**Excerpt:**
The deputies are given "first responder" training in basic first aid and a procedure to follow in that regard involving the assessment of the situation and calling for help. There is no dispute that the deputies do not receive training regarding catheters and that none of them were familiar with a Hickman catheter.
The Grievant received a five-day suspension for violating work rules involving neglect of duty and personal safety.
The Grievant grieved the three suspensions she received, and the parties, being unable to resolve their dispute, proceeded to arbitration on the suspensions before the undersigned.

**Raw data:**
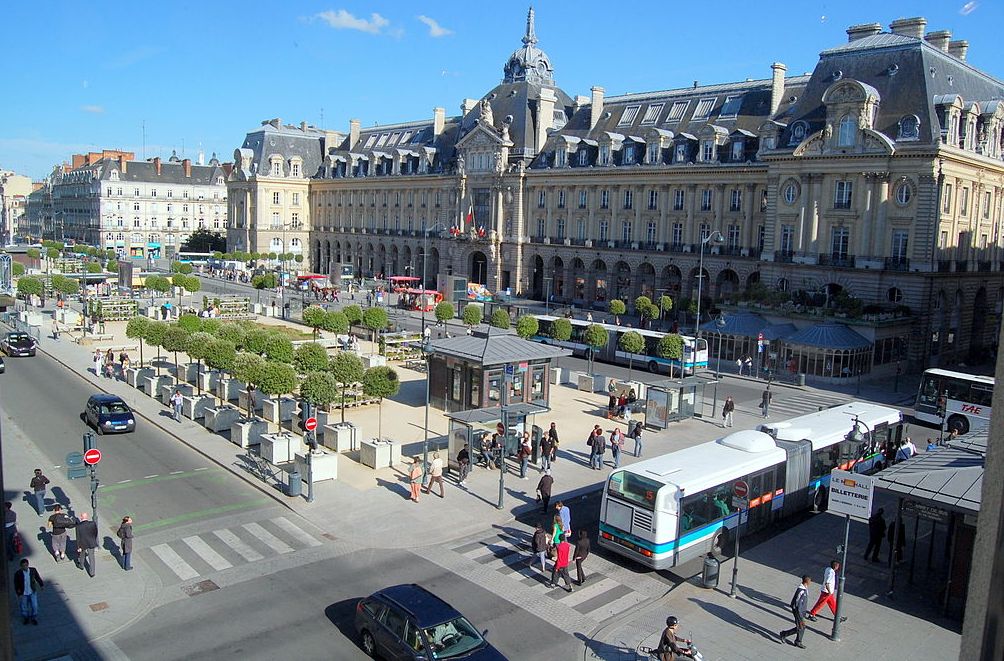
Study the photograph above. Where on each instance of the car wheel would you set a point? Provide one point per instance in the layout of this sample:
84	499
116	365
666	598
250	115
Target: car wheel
368	644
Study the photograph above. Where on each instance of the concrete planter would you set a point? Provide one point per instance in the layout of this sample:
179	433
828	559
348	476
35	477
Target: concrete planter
278	410
218	419
248	432
194	408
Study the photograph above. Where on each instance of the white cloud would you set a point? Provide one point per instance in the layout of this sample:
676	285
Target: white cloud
435	29
343	20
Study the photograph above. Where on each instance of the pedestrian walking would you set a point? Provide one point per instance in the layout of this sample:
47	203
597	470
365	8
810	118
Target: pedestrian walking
9	527
544	489
581	553
798	604
415	478
827	593
876	530
176	405
727	410
637	435
86	541
560	567
59	522
436	474
27	585
540	547
765	400
38	484
124	533
464	461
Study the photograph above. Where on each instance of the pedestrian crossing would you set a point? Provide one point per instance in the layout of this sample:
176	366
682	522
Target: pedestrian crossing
224	548
599	598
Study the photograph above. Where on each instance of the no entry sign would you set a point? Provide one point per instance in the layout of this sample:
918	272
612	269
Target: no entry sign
91	456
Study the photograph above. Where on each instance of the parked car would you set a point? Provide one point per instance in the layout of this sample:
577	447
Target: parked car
108	414
403	622
18	344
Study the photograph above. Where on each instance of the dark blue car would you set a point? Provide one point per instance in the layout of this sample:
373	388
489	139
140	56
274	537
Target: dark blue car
409	622
108	414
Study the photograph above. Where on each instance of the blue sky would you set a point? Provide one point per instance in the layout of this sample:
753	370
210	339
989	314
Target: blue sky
200	74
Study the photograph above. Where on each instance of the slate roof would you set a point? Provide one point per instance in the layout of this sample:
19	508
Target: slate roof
498	348
828	336
950	477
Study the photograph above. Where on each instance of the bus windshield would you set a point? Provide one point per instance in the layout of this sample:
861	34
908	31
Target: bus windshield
632	486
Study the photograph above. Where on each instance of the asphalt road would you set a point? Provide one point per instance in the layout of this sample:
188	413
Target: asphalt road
148	474
308	613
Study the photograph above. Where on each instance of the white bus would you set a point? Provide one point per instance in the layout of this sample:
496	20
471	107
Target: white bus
967	400
650	359
664	511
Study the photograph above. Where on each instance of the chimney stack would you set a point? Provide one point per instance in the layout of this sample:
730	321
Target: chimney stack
939	39
595	105
439	121
861	30
353	133
777	70
909	27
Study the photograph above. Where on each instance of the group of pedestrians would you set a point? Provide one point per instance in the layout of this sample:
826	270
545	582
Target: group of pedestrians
27	581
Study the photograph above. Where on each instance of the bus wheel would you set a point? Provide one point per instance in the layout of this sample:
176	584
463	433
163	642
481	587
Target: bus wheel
958	423
819	500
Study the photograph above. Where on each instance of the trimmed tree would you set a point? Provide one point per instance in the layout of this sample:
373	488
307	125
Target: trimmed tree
632	343
445	311
595	338
137	329
310	357
381	382
346	368
527	326
501	319
671	347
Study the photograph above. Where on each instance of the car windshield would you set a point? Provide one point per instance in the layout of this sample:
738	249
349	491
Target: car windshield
453	638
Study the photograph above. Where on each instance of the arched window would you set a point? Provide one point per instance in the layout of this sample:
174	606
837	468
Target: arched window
847	133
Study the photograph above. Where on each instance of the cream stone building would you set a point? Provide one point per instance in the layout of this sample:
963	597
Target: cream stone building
857	207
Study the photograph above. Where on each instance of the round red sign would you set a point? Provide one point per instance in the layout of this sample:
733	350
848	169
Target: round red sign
91	456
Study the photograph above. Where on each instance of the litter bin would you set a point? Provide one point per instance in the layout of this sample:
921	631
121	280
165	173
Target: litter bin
295	483
712	567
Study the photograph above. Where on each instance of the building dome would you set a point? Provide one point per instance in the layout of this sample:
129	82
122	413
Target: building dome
529	63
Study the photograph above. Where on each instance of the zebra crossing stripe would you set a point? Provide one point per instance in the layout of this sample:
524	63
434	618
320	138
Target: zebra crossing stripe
269	539
294	531
238	545
208	554
175	563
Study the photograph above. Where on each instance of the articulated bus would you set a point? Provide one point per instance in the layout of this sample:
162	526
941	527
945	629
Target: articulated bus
967	400
612	353
667	510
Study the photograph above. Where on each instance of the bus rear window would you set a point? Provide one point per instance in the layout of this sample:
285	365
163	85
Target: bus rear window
634	487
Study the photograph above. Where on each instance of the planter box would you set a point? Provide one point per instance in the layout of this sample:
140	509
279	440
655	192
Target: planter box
194	408
323	466
248	432
221	418
278	410
134	375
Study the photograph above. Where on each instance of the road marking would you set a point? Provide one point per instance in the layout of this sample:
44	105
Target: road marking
238	545
269	539
215	560
294	531
174	562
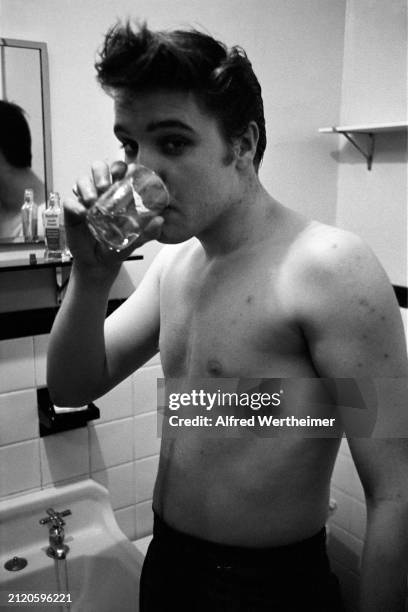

**Exercise aim:** Copy the arbitration excerpt starting with "The deputies are" and going on through "and personal safety.", substituting "officers" for "deputies" each time it appears.

**Reply:**
The officers are given "first responder" training in basic first aid and a procedure to follow in that regard involving the assessment of the situation and calling for help. There is no dispute that the officers do not receive training regarding catheters and that none of them were familiar with a Hickman catheter.
The Grievant received a five-day suspension for violating work rules involving neglect of duty and personal safety.